> [Part of a data file]:
▼
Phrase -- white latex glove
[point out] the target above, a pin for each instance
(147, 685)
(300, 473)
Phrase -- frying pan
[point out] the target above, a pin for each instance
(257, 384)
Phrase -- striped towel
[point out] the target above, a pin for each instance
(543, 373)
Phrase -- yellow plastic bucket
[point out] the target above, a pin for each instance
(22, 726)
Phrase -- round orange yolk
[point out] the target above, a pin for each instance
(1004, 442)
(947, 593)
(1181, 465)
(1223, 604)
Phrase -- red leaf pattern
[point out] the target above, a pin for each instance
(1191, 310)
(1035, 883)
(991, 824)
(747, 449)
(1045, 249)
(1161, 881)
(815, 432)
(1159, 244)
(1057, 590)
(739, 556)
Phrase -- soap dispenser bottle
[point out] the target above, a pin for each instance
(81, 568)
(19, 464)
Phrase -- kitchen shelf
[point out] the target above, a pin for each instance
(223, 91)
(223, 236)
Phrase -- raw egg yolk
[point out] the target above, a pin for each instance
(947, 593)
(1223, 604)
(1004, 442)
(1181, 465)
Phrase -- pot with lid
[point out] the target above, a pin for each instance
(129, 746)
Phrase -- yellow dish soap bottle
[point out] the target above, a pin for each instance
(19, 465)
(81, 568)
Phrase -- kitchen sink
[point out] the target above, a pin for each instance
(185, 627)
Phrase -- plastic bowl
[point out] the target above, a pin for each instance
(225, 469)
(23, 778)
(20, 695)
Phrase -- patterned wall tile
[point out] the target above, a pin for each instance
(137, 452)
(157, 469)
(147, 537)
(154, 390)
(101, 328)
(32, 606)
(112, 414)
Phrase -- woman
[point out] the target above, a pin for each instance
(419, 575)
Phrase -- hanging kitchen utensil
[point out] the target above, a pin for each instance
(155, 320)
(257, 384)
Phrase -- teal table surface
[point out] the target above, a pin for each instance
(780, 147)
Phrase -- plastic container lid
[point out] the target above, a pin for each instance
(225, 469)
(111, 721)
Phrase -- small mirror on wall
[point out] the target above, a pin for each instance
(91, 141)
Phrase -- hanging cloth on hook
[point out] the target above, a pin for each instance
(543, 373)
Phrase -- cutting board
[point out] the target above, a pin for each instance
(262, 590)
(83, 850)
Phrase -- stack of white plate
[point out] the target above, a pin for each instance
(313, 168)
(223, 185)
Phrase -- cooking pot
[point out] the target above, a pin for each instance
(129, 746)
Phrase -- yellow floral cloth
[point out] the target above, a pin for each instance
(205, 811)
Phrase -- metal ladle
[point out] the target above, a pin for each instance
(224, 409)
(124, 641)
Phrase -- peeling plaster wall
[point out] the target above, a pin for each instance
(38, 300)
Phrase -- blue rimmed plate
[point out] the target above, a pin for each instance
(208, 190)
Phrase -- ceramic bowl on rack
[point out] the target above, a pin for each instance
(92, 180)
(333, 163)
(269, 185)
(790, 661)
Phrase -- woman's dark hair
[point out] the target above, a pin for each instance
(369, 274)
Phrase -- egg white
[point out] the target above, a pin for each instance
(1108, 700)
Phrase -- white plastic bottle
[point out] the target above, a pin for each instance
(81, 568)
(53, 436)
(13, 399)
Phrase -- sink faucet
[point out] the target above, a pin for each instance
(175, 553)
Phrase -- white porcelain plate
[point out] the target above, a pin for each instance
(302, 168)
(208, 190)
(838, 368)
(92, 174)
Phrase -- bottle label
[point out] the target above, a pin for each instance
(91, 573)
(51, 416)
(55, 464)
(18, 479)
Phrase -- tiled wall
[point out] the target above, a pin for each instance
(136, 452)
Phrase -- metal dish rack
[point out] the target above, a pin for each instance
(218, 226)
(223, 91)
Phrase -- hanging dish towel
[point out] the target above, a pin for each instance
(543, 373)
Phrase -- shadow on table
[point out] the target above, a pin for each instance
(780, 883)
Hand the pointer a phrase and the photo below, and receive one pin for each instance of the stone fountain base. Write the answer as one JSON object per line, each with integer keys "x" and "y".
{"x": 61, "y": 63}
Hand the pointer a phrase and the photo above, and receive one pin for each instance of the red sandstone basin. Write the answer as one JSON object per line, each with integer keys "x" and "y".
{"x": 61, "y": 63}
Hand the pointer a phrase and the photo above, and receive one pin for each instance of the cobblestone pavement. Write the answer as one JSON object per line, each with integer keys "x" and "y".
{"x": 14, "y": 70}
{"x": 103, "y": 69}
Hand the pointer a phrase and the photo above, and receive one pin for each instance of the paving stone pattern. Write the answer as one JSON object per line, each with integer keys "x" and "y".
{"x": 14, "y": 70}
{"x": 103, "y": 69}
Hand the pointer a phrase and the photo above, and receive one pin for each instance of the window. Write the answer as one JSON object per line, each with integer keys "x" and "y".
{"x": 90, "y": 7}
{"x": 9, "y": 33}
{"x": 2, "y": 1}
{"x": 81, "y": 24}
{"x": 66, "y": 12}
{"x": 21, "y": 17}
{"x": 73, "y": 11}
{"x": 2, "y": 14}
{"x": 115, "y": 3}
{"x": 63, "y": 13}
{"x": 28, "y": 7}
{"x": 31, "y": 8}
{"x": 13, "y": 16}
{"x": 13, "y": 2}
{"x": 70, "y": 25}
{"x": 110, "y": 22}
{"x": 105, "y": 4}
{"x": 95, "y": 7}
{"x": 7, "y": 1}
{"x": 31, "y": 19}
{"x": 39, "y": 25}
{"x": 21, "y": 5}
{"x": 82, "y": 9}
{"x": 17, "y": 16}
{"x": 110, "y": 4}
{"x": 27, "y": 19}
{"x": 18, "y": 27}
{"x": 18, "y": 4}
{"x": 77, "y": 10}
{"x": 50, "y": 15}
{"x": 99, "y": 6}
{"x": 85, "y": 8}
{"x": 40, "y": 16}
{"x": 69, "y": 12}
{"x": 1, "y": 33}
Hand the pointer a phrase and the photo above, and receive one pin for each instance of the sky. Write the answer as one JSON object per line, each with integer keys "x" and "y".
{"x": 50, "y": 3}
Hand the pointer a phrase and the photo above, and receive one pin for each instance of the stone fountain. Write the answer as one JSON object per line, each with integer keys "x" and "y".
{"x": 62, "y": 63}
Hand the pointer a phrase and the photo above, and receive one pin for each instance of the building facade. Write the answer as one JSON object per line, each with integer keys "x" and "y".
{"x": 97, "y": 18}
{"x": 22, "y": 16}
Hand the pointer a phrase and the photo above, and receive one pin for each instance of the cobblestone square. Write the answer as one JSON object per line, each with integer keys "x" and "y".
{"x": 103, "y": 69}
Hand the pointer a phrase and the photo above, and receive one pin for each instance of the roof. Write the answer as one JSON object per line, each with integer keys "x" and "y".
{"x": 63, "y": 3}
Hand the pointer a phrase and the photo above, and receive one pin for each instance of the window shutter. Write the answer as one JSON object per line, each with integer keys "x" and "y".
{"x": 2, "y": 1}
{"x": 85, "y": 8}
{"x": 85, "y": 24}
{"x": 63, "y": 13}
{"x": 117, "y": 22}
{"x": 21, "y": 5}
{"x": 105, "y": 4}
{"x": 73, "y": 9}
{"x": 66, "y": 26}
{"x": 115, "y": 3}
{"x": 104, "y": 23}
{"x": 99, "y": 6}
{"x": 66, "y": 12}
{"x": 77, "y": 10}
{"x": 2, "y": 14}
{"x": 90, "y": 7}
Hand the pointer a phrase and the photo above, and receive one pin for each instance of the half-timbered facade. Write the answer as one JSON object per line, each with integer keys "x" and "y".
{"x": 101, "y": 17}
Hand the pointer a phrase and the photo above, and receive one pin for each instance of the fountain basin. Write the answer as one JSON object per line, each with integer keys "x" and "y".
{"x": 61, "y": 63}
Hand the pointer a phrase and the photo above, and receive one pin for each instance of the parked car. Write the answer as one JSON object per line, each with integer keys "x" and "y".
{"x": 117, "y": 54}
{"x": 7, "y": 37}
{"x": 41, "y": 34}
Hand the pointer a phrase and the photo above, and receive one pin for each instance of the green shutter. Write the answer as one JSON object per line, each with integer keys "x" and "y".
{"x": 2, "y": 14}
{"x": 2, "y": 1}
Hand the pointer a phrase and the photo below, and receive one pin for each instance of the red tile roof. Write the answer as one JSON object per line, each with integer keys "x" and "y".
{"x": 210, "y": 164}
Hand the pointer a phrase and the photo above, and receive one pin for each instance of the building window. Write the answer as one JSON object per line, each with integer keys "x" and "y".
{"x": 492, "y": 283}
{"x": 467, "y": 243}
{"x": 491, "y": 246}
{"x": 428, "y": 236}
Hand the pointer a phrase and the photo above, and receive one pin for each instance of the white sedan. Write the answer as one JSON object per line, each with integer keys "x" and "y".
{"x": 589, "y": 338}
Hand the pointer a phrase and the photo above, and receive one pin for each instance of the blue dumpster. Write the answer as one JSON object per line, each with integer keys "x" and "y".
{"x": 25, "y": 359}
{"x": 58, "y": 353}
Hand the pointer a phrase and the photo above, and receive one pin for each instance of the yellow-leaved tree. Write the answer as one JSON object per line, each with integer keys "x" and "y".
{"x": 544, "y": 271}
▲
> [To do]: Nothing but the lines from the line with "the red tile" to the last line of the listing above should appear; please retype them exactly, both ends included.

> [Reply]:
Hand the pointer a phrase and the photo below, and receive one pin for each instance of the red tile roof. Write the answer as one JSON object per line, each with integer keys "x" and "y".
{"x": 210, "y": 164}
Hand the pointer a phrase and the photo above, and receive one pin for each instance of the building window. Write the answer as one JSON object per line, each with integer keys "x" and "y".
{"x": 492, "y": 283}
{"x": 467, "y": 243}
{"x": 491, "y": 246}
{"x": 428, "y": 236}
Hand the pointer a phrase and the photo above, and receive one pin for each instance of the white sedan. Write the answer as one JSON object per line, each with integer keys "x" and "y".
{"x": 589, "y": 338}
Hand the pointer a phrase and the photo above, and receive one pin for each instance of the blue dumpster. Write the answer as one JSON object per line, each with integer keys "x" and "y".
{"x": 25, "y": 359}
{"x": 58, "y": 353}
Hand the pointer a phrase and the photo above, and receive one pin for each instance of the yellow-leaved tree. Write the answer as one JSON object per line, each with integer keys "x" and "y".
{"x": 544, "y": 271}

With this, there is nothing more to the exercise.